### Objectives
(a) Reproduce the ARM get_user_pages_fast message from "On Fri, Oct" to "subtleties involved here...".
(b) Carry the ARM get_user_pages_fast message forward from the point where it stops.

BEGIN Given text

Re: [RFC] ARM: lockless get_user_pages_fast()

linux-mm.kvack.org archive mirror
 help / color / mirror / Atom feed

From: Will Deacon <will.deacon@arm.com>
To: Steve Capper <steve.capper@linaro.org>
Cc: Zi Shen Lim <zishen.lim@linaro.org>,
	"linux-arm-kernel@lists.infradead.org"
	<linux-arm-kernel@lists.infradead.org>,
	"linux@arm.linux.org.uk" <linux@arm.linux.org.uk>,
	Catalin Marinas <Catalin.Marinas@arm.com>,
	"linux-kernel@vger.kernel.org" <linux-kernel@vger.kernel.org>,
	"linaro-kernel@lists.linaro.org" <linaro-kernel@lists.linaro.org>,
	"linaro-networking@linaro.org" <linaro-networking@linaro.org>,
	"chanho61.park@samsung.com" <chanho61.park@samsung.com>,
	linux-mm@kvack.org
Subject: Re: [RFC] ARM: lockless get_user_pages_fast()
Date: Fri, 4 Oct 2013 14:53:06 +0100	[thread overview]
Message-ID: <20131004135306.GK24303@mudshark.cambridge.arm.com> (raw)
In-Reply-To: <20131004103140.GA4444@linaro.org>

Hi Steve,

[adding linux-mm, since this has turned into a discussion about THP
splitting]

On Fri, Oct 04, 2013 at 11:31:42AM +0100, Steve Capper wrote:
> On Thu, Oct 03, 2013 at 11:07:44AM -0700, Zi Shen Lim wrote:
> > On Thu, Oct 3, 2013 at 10:27 AM, Will Deacon <will.deacon@arm.com> wrote:
> > > On Thu, Oct 03, 2013 at 06:15:15PM +0100, Zi Shen Lim wrote:
> > >> Futex uses GUP. Currently on ARM, the default __get_user_pages_fast
> > >> being used always returns 0, leading to a forever loop in get_futex_key :(
> > >
> > > This looks pretty much like an exact copy of the x86 version, which will
> > > likely also result in another exact copy for arm64. Can none of this code be
> > > made common? Furthermore, the fact that you've lifted the code and not
> > > provided much of an explanation in the cover letter hints that you might not
> > > be aware of all the subtleties involved here...

[...]

> > >> +static int gup_pmd_range(pud_t pud, unsigned long addr, unsigned long end,
> > >> +             int write, struct page **pages, int *nr)
> > >> +{
> > >> +     unsigned long next;
> > >> +     pmd_t *pmdp;
> > >> +
> > >> +     pmdp = pmd_offset(&pud, addr);
> > >> +     do {
> > >> +             pmd_t pmd = *pmdp;
> > >> +
> > >> +             next = pmd_addr_end(addr, end);
> > >> +             /*
> > >> +              * The pmd_trans_splitting() check below explains why
> > >> +              * pmdp_splitting_flush has to flush the tlb, to stop
> > >> +              * this gup-fast code from running while we set the
> > >> +              * splitting bit in the pmd. Returning zero will take
> > >> +              * the slow path that will call wait_split_huge_page()

END Given text
BEGIN Data rows

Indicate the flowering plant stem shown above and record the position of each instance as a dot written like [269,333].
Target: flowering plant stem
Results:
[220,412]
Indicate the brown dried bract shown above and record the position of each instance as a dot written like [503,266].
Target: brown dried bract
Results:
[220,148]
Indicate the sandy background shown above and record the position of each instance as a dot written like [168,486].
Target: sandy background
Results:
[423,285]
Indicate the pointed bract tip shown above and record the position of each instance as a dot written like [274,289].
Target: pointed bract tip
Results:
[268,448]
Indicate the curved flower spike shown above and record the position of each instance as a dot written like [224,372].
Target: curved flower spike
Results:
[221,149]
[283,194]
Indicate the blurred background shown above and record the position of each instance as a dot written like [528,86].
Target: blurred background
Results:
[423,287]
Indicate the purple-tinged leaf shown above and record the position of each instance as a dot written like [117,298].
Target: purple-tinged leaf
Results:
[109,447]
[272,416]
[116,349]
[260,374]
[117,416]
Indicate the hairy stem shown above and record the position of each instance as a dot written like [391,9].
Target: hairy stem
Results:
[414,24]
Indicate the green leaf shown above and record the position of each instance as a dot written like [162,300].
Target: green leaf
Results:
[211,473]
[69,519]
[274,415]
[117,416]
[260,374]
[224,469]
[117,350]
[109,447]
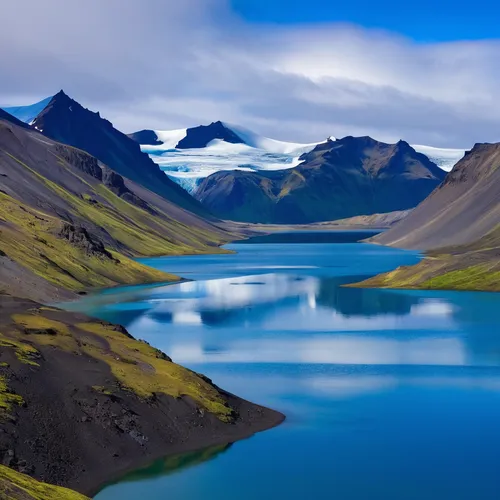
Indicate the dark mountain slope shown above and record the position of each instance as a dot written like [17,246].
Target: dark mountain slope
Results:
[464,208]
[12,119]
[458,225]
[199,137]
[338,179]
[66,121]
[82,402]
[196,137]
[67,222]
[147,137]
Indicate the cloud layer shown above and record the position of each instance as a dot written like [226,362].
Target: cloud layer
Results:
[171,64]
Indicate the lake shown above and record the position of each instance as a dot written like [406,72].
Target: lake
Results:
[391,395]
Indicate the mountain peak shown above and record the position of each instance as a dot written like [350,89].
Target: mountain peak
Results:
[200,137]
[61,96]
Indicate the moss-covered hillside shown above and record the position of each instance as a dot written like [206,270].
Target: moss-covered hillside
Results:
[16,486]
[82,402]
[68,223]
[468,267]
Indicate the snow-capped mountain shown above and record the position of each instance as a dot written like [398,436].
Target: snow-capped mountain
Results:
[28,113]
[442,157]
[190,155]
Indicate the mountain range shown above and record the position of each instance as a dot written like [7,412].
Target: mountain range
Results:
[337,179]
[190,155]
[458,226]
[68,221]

END Data rows
BEGIN Data rows

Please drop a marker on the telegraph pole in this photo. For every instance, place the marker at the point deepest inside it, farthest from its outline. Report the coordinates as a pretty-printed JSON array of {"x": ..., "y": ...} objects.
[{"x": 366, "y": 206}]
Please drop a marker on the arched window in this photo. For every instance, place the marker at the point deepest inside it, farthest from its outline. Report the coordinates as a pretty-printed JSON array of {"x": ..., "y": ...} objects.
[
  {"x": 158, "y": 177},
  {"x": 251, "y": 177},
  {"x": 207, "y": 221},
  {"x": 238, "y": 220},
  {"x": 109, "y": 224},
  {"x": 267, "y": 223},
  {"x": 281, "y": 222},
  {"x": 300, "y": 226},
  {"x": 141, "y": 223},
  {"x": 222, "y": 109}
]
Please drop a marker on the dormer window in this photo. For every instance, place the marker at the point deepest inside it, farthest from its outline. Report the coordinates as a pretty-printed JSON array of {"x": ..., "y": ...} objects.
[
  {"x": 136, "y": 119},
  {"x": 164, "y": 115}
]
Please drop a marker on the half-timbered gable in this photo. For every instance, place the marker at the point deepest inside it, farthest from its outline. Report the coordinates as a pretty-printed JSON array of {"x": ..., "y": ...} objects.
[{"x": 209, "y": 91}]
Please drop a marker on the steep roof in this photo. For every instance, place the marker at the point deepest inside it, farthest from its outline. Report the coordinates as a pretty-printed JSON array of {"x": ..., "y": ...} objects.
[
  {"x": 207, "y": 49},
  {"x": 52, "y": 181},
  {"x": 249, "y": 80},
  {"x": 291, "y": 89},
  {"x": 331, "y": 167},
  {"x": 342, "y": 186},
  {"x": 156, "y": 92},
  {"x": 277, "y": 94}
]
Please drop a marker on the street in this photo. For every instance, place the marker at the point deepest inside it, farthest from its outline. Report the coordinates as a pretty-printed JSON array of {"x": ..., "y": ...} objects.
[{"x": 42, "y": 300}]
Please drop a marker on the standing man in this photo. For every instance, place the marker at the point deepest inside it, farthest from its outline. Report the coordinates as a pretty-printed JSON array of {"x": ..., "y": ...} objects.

END Data rows
BEGIN Data rows

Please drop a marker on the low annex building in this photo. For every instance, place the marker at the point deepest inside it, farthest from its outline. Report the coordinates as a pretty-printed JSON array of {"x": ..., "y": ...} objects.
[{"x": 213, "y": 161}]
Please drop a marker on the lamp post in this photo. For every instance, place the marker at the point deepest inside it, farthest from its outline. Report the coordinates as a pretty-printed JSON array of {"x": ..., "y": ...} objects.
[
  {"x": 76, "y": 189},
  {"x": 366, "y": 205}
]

END Data rows

### Expected results
(a)
On Fri, Oct 04, 2013 at 11:31:42AM +0100, Steve Capper wrote:
> On Thu, Oct 03, 2013 at 11:07:44AM -0700, Zi Shen Lim wrote:
> > On Thu, Oct 3, 2013 at 10:27 AM, Will Deacon <will.deacon@arm.com> wrote:
> > > On Thu, Oct 03, 2013 at 06:15:15PM +0100, Zi Shen Lim wrote:
> > >> Futex uses GUP. Currently on ARM, the default __get_user_pages_fast
> > >> being used always returns 0, leading to a forever loop in get_futex_key :(
> > >
> > > This looks pretty much like an exact copy of the x86 version, which will
> > > likely also result in another exact copy for arm64. Can none of this code be
> > > made common? Furthermore, the fact that you've lifted the code and not
> > > provided much of an explanation in the cover letter hints that you might not
> > > be aware of all the subtleties involved here...

(b)
> > >> +              * if the pmd is still in splitting state. gup-fast
> > >> +              * can't because it has irq disabled and
> > >> +              * wait_split_huge_page() would never return as the
> > >> +              * tlb flush IPI wouldn't run.
> > >> +              */
> > >> +             if (pmd_none(pmd) || pmd_trans_splitting(pmd))
> > >> +                     return 0;
> > >> +             if (unlikely(pmd_huge(pmd))) {
> > >> +                     if (!gup_huge_pmd(pmd, addr, next, write, pages, nr))
> > >> +                             return 0;
> > >> +             } else {
> > >> +                     if (!gup_pte_range(pmd, addr, next, write, pages, nr))
> > >> +                             return 0;
> > >> +             }
> > >> +     } while (pmdp++, addr = next, addr != end);
> > >
> > > ...case in point: we don't (usually) require IPIs to shoot down TLB entries
> > > in SMP systems, so this is racy under thp splitting.

[...]

> As Will pointed out, ARM does not usually require IPIs to shoot down TLB
> entries. So the local_irq_disable will not necessarily block pagetables being
> freed when fast_gup is running.
> 
> Transparent huge pages when splitting will set the pmd splitting bit then
> perform a tlb invalidate, then proceed with the split. Thus a splitting THP
> will not always be blocked by local_irq_disable on ARM. This does not only
> affect fast_gup, futexes are also affected. From my understanding of futex on
> THP tail case in kernel/futex.c, it looks like an assumption is made there also
> that splitting pmds can be blocked by disabling local irqs.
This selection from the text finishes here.